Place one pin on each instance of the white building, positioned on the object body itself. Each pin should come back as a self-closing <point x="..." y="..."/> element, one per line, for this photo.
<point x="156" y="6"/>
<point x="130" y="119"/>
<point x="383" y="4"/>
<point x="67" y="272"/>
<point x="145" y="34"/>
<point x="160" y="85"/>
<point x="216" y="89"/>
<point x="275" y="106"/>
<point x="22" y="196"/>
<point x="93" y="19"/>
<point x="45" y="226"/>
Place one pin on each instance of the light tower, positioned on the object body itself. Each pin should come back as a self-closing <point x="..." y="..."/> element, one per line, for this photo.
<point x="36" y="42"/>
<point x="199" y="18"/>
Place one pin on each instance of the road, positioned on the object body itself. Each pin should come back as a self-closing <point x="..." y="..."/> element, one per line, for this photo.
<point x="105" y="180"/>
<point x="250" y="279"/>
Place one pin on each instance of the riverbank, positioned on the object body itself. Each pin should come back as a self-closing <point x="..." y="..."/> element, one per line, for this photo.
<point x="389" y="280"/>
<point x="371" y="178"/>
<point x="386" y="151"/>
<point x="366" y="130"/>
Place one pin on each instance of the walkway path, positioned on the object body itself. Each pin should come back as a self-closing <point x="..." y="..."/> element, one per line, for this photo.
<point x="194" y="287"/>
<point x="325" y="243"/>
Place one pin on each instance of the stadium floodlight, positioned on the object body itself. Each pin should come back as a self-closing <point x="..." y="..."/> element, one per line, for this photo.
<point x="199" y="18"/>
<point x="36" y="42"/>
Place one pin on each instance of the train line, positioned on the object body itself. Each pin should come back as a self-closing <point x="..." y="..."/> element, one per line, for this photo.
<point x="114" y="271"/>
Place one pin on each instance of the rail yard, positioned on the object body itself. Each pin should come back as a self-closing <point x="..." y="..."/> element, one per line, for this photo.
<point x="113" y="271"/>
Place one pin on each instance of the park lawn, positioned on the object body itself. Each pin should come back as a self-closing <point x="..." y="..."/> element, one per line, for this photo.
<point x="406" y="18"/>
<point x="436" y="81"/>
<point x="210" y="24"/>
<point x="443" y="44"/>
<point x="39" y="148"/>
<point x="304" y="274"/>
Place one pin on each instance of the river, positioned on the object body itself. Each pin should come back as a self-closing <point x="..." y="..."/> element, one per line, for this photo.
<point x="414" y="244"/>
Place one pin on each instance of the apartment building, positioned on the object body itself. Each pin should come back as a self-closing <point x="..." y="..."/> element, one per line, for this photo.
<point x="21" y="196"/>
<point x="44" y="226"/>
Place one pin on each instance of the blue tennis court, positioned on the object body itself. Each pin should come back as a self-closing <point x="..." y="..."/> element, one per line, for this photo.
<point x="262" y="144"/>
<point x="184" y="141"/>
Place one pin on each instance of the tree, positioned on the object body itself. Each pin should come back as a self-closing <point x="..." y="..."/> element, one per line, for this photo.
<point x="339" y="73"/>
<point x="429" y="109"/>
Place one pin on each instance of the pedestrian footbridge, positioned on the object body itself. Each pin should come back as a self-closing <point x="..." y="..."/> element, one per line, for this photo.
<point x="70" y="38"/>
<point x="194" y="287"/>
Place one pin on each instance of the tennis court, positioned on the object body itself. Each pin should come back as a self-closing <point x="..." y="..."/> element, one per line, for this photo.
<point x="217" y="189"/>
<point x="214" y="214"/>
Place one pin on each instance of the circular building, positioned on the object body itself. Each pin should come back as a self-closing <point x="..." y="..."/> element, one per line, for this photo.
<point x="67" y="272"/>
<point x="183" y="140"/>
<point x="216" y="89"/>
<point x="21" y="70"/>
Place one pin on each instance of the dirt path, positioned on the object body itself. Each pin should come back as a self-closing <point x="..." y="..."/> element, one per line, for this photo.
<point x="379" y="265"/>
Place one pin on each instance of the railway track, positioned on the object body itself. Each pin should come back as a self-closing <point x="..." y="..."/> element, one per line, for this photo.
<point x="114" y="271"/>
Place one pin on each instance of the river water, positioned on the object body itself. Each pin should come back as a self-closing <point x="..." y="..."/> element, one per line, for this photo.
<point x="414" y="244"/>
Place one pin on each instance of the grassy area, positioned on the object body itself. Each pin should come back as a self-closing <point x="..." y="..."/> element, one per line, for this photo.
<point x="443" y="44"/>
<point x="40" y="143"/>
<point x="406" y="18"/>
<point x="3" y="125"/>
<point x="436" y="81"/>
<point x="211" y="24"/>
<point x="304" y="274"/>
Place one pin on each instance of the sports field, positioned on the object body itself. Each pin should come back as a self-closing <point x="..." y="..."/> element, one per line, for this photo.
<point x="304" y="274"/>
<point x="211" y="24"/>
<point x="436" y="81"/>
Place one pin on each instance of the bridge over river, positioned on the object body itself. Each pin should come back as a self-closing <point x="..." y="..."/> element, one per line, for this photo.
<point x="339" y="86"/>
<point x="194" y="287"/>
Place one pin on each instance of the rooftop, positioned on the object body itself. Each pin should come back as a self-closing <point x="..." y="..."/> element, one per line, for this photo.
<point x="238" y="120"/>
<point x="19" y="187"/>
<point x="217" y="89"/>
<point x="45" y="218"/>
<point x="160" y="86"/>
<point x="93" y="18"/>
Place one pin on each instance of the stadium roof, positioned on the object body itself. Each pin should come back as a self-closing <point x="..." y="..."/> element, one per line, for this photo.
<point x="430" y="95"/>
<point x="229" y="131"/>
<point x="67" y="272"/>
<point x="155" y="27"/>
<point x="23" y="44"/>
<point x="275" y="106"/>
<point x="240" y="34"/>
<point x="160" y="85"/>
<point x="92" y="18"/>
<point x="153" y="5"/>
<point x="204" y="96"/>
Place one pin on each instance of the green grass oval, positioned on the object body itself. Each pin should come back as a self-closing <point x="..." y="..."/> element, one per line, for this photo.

________________________

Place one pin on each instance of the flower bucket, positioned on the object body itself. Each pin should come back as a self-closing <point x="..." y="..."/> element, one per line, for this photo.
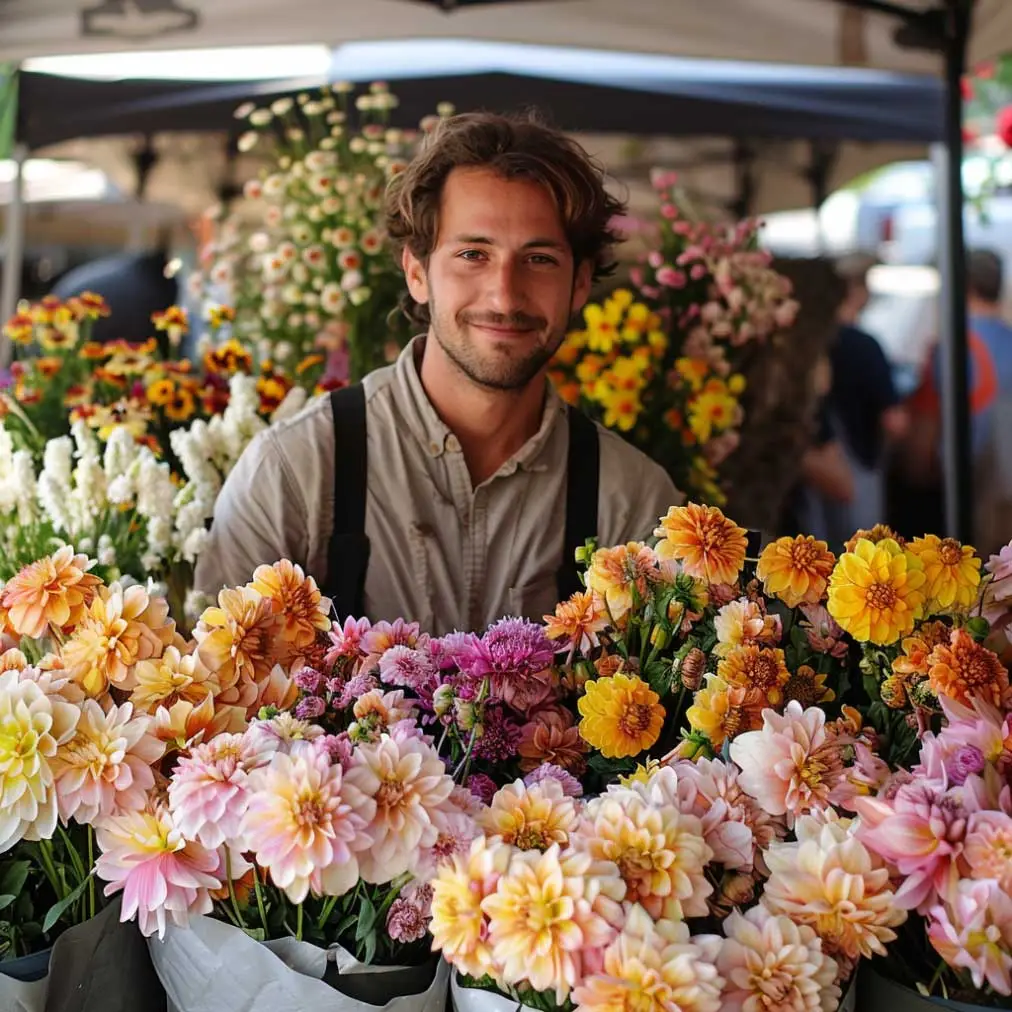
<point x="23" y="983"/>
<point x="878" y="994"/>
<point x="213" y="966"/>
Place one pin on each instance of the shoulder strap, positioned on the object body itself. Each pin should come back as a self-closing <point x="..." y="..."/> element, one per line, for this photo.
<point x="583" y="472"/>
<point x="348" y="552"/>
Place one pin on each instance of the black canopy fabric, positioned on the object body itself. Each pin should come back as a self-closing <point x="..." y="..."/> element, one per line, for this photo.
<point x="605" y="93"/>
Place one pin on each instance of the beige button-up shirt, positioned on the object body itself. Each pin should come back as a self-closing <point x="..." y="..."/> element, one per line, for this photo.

________________________

Arrange the lines of the records above as a JSON list of strings, one string per line with blank lines omitted, beginning at the line that contains "Place one pin on each instance of the grassy" and stopping after the line that contains "Place one pin on each instance of the green".

[
  "Place one pin on each instance of the grassy area, positioned on the object body itself. Each pin should come back as a self-closing <point x=\"...\" y=\"...\"/> element, one per line, for this photo.",
  "<point x=\"443\" y=\"44\"/>",
  "<point x=\"40\" y=\"143\"/>",
  "<point x=\"406\" y=\"18\"/>",
  "<point x=\"3\" y=\"125\"/>",
  "<point x=\"436\" y=\"81\"/>",
  "<point x=\"211\" y=\"24\"/>",
  "<point x=\"304\" y=\"274\"/>",
  "Place one pin on each instance of the sports field, positioned on the object body itself. Each pin should come back as a self-closing <point x=\"...\" y=\"...\"/> element, one per line, for this photo.",
  "<point x=\"304\" y=\"274\"/>",
  "<point x=\"211\" y=\"24\"/>",
  "<point x=\"436\" y=\"81\"/>",
  "Place one pin on each instance of the bridge over river, positioned on the object body itself. Each pin should come back as a self-closing <point x=\"...\" y=\"...\"/> element, one per line, for this photo.",
  "<point x=\"339\" y=\"86\"/>",
  "<point x=\"194\" y=\"287\"/>",
  "Place one pin on each instance of the rooftop, positioned on the object body itself. Each pin should come back as a self-closing <point x=\"...\" y=\"...\"/> element, one per line, for this photo.",
  "<point x=\"238\" y=\"120\"/>",
  "<point x=\"19\" y=\"187\"/>",
  "<point x=\"217\" y=\"89\"/>",
  "<point x=\"45\" y=\"218\"/>",
  "<point x=\"160\" y=\"86\"/>",
  "<point x=\"93\" y=\"18\"/>",
  "Place one pin on each instance of the stadium roof, positioned on the object body itself. Each pin should come back as a self-closing <point x=\"...\" y=\"...\"/> element, one per line, for this photo.",
  "<point x=\"430\" y=\"95\"/>",
  "<point x=\"229\" y=\"131\"/>",
  "<point x=\"67\" y=\"272\"/>",
  "<point x=\"155\" y=\"27\"/>",
  "<point x=\"23\" y=\"44\"/>",
  "<point x=\"275\" y=\"106\"/>",
  "<point x=\"240\" y=\"34\"/>",
  "<point x=\"160\" y=\"85\"/>",
  "<point x=\"92\" y=\"18\"/>",
  "<point x=\"153\" y=\"5\"/>",
  "<point x=\"204\" y=\"96\"/>",
  "Place one pin on each instance of the green grass oval, positioned on the object body itself. Each pin should come back as a self-closing <point x=\"...\" y=\"...\"/> element, one per line, for this photo."
]